───── Recorded information ─────

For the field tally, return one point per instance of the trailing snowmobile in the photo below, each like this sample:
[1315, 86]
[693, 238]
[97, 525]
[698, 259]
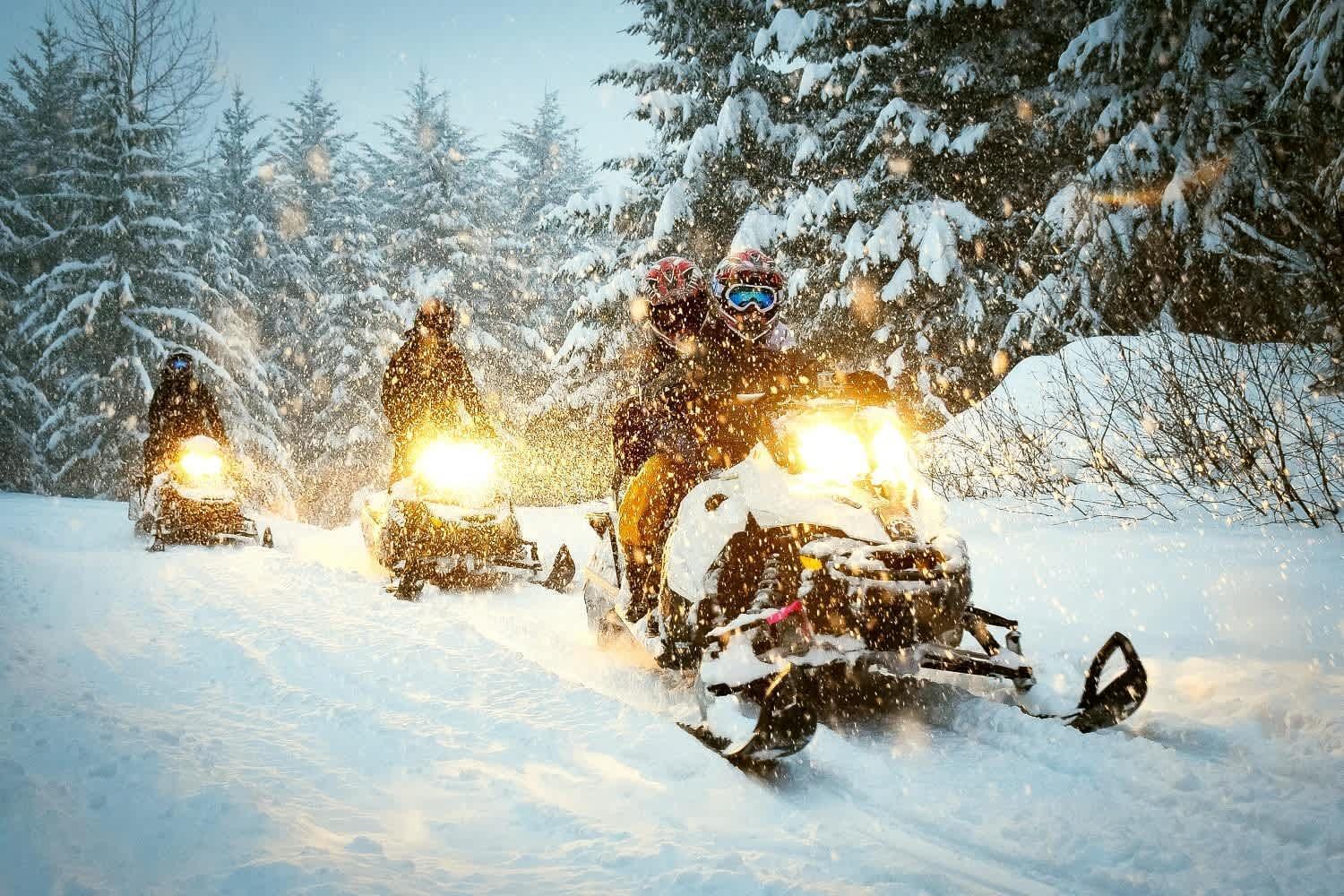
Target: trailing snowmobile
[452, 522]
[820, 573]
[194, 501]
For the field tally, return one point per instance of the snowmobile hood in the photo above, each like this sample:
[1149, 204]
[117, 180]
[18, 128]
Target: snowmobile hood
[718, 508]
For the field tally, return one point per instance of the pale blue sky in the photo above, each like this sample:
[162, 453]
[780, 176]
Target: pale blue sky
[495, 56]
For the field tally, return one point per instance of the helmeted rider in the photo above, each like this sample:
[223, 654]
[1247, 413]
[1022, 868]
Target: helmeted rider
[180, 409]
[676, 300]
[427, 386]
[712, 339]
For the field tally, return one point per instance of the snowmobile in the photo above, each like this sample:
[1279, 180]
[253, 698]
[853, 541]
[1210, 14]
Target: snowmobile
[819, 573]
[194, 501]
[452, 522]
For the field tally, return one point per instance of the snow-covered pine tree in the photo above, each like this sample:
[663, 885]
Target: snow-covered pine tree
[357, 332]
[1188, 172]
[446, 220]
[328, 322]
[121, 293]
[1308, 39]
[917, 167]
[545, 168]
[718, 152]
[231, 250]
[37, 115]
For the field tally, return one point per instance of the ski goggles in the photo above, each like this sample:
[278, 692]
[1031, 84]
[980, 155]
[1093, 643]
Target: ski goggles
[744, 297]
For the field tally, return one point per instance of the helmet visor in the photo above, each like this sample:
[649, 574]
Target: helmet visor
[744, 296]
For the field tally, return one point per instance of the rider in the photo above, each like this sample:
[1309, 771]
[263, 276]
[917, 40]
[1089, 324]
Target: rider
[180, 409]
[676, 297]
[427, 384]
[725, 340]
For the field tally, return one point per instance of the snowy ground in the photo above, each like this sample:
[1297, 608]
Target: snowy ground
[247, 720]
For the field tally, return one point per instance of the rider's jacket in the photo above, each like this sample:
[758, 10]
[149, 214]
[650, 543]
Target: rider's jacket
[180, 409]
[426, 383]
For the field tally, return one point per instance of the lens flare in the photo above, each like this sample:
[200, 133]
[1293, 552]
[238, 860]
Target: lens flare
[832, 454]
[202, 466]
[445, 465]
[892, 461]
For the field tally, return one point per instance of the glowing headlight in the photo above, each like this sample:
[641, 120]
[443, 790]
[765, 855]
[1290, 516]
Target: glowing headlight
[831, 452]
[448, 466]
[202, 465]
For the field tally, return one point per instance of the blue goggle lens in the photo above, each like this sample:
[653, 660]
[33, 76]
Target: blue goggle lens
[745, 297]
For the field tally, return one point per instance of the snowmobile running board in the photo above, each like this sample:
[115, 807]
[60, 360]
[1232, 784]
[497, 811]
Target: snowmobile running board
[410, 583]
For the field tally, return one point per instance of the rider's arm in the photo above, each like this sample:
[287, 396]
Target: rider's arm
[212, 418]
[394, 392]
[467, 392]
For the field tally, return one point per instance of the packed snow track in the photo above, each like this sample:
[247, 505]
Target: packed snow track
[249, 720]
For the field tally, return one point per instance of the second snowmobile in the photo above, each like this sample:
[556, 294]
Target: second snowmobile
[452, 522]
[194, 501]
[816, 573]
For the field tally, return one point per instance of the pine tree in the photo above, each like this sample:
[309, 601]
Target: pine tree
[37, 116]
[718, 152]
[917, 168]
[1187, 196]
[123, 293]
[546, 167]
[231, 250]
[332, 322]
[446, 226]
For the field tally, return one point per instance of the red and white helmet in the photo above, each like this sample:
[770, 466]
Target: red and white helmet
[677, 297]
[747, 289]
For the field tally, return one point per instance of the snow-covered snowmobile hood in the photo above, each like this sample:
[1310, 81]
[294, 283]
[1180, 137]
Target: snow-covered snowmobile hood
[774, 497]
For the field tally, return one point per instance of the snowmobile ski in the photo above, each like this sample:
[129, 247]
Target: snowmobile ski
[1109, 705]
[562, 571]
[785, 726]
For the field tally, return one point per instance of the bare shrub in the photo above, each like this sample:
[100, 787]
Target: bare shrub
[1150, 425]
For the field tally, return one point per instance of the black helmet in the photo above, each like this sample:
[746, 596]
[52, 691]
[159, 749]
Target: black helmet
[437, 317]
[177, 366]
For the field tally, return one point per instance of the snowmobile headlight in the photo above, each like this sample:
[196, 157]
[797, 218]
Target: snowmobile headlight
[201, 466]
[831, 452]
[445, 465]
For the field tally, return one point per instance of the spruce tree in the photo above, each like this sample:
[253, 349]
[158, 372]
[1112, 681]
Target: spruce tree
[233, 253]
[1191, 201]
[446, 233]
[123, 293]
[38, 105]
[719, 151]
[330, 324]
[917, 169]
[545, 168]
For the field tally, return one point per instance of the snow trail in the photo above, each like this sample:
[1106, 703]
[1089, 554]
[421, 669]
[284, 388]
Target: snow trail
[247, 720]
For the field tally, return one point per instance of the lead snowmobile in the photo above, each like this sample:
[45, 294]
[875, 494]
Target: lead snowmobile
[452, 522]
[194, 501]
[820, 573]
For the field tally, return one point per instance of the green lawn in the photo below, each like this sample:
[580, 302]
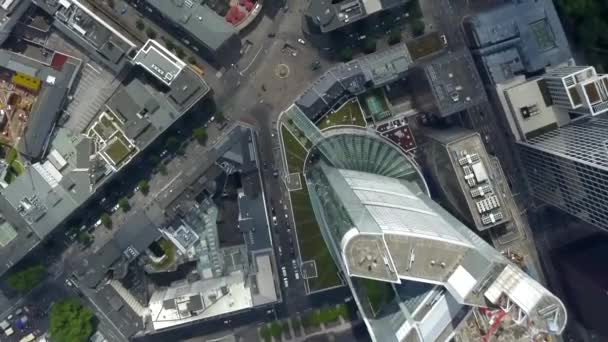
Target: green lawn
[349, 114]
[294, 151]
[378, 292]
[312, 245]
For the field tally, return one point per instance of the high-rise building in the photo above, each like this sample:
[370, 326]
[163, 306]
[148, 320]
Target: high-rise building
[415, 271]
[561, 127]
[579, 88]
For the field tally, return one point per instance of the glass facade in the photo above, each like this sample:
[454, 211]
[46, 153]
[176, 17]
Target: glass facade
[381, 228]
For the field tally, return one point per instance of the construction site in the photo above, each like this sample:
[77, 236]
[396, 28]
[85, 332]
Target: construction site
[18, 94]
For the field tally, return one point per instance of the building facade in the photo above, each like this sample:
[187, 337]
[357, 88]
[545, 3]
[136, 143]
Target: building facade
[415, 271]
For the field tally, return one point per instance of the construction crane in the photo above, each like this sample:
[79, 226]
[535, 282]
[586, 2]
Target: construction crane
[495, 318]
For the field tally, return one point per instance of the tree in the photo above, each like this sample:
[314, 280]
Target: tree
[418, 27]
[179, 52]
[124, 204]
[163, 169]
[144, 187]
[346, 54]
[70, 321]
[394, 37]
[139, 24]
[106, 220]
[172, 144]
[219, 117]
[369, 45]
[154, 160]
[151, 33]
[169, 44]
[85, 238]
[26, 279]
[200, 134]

─────

What needs to be done:
Once the pictures are removed, print all the remaining data exactly as it stands.

Result:
For the field tally, return one point per instance of the trailing snowmobile in the photo below, each like this sample:
[1315, 86]
[693, 238]
[97, 525]
[698, 259]
Target: trailing snowmobile
[452, 522]
[820, 573]
[194, 501]
For the field tally, return one point per instance of the snowmobile hood in the photo above, each like this sample:
[1149, 204]
[117, 180]
[18, 128]
Target: snowmobile hood
[718, 508]
For the field tally, return one point per instance of the pale blue sky in the photo above, each like this sample:
[162, 453]
[780, 176]
Target: pale blue sky
[495, 56]
For the field tally, return one point per instance of the helmeted rider in the photo above, each like this sample:
[223, 654]
[1247, 413]
[1022, 868]
Target: helmeted rider
[180, 409]
[676, 300]
[427, 386]
[712, 339]
For the field tally, return one point per instance of the snowmobile in the photo above, each like this sample:
[1279, 180]
[253, 698]
[853, 541]
[1210, 14]
Target: snowmobile
[819, 573]
[194, 501]
[452, 522]
For the field tally, return one point per instance of the snow-covered pine tree in the photo above, each like this sample:
[663, 885]
Target: snow-covered pine tree
[357, 332]
[1188, 172]
[446, 220]
[328, 322]
[121, 293]
[1308, 39]
[917, 167]
[545, 168]
[718, 152]
[231, 250]
[37, 115]
For the field tally, return one point per instance of the ski goggles in the photo above, each like this sample:
[278, 692]
[1031, 84]
[980, 155]
[1093, 643]
Target: ski goggles
[744, 297]
For the field tally, return one point per instance of the helmet visor in the photo above, each like this sample:
[649, 574]
Target: helmet visor
[744, 296]
For the field tally, return one point per instance of the rider in the photo above, each like this sample:
[1309, 771]
[263, 276]
[917, 40]
[1089, 324]
Target: rider
[180, 409]
[676, 297]
[427, 384]
[725, 340]
For the field tally, return one point per instance of the snowy ground in the photo above, each like this sample:
[1297, 608]
Target: snowy ground
[247, 720]
For the field tally, return one point per instance of the rider's jacket in the photo above, each like this sample:
[758, 10]
[149, 214]
[650, 543]
Target: rider's jacket
[180, 409]
[426, 383]
For the field tally, return one point per instance of the lens flare in the photo above, each like this sample:
[200, 133]
[1293, 552]
[238, 860]
Target: lens flare
[832, 454]
[202, 466]
[445, 465]
[892, 461]
For the field tally, return one point per instance of the glowing headlight in the photo above, each like this sample:
[641, 120]
[443, 790]
[765, 855]
[1290, 516]
Target: glowing headlight
[831, 452]
[448, 466]
[202, 465]
For the field tally, return one point per instance of the blue goggle lens in the photo above, each like this sample:
[653, 660]
[33, 76]
Target: blue goggle lens
[745, 297]
For the field tally, return one point per instance of the snowmobile running board in the photo above, each like this sample:
[115, 807]
[60, 360]
[1232, 784]
[497, 811]
Target: snowmobile running board
[410, 583]
For the field tally, return one point per instance of the rider's arm in the photo above, each like this sample:
[287, 396]
Target: rider's arm
[212, 418]
[394, 392]
[467, 392]
For the field tally, return one point per instance of the packed snow track in the photo above, each like this sample:
[247, 505]
Target: packed snow track
[249, 720]
For the field tally, return one point per instance of the second snowmobile in the photo above, each like this sample:
[556, 294]
Target: second snowmobile
[452, 522]
[194, 501]
[816, 573]
For the field tally, return one point per instance of the pine tree in the photo above, each like this sample:
[309, 601]
Target: pine tree
[37, 116]
[718, 152]
[917, 168]
[1187, 196]
[123, 293]
[546, 167]
[231, 250]
[332, 322]
[446, 226]
For the field tally, return one point per instance of the red and white helmet in the photo above, each like this sample:
[770, 466]
Target: red and white helmet
[677, 297]
[747, 289]
For the field tally, return one point per instance of the snow-covered snowmobile hood in the photo above, each like this sample:
[1310, 81]
[294, 283]
[1180, 137]
Target: snow-covered snowmobile hood
[774, 497]
For the field tally, return one point per instance of the snowmobile ski in the photo above, each like this sample:
[129, 247]
Target: snowmobile ski
[1109, 705]
[562, 571]
[785, 726]
For the field tally, return one point per instance of the bare shrub in the photo above, each like this sample:
[100, 787]
Target: bare shrub
[1150, 425]
For the field tally, return one point per instance of the black helmet in the photo above, each like this sample:
[746, 596]
[52, 691]
[159, 749]
Target: black helmet
[437, 317]
[177, 366]
For the field tally, return one point per instance of the snowmobile headlight in the photo above, each like this sample:
[196, 157]
[797, 218]
Target: snowmobile headlight
[201, 466]
[831, 452]
[445, 465]
For the field tally, return one point per instance of the spruce tree in the photo above, each like this sample:
[253, 349]
[158, 372]
[1112, 681]
Target: spruce tree
[233, 253]
[1191, 201]
[446, 233]
[123, 293]
[38, 105]
[719, 151]
[330, 324]
[917, 169]
[545, 168]
For the field tally, return one point per instance of the snow trail in the photo above, each like this sample:
[1106, 703]
[1089, 554]
[421, 669]
[284, 388]
Target: snow trail
[247, 720]
For the field tally, return one point per instance of the lead snowmobile in the photo above, each like this sample:
[45, 294]
[875, 494]
Target: lead snowmobile
[452, 522]
[194, 501]
[820, 573]
For the field tally, return one point per instance of the green lawn in the photo below, each like this sample:
[580, 302]
Target: green lawn
[349, 114]
[294, 151]
[378, 292]
[312, 245]
For the field tally, return one point per instance of the high-rise building in the photo above, each like this sample:
[370, 326]
[163, 306]
[148, 320]
Target: high-rise building
[415, 271]
[561, 127]
[579, 88]
For the field tally, return one point per instance of the glass facade in the photo above, each like this sample:
[454, 211]
[46, 153]
[176, 17]
Target: glass facade
[381, 228]
For the field tally, return one point per instance of the construction site in the photo above, each like this sample:
[77, 236]
[396, 28]
[85, 332]
Target: construction site
[18, 94]
For the field tally, return one point per instance of the building facade in the photo above, each like this sample:
[187, 337]
[357, 88]
[545, 3]
[136, 143]
Target: building facade
[415, 271]
For the field tally, return one point per instance of the construction crane in the photo above, each like this sample:
[79, 226]
[535, 282]
[586, 2]
Target: construction crane
[495, 318]
For the field tally, return one point per instance of the tree in the photo above, each like this sample:
[314, 280]
Target: tree
[418, 27]
[179, 52]
[124, 204]
[163, 169]
[144, 187]
[346, 54]
[70, 321]
[394, 37]
[139, 24]
[106, 220]
[172, 144]
[219, 117]
[369, 45]
[154, 160]
[151, 33]
[169, 44]
[85, 238]
[26, 279]
[200, 134]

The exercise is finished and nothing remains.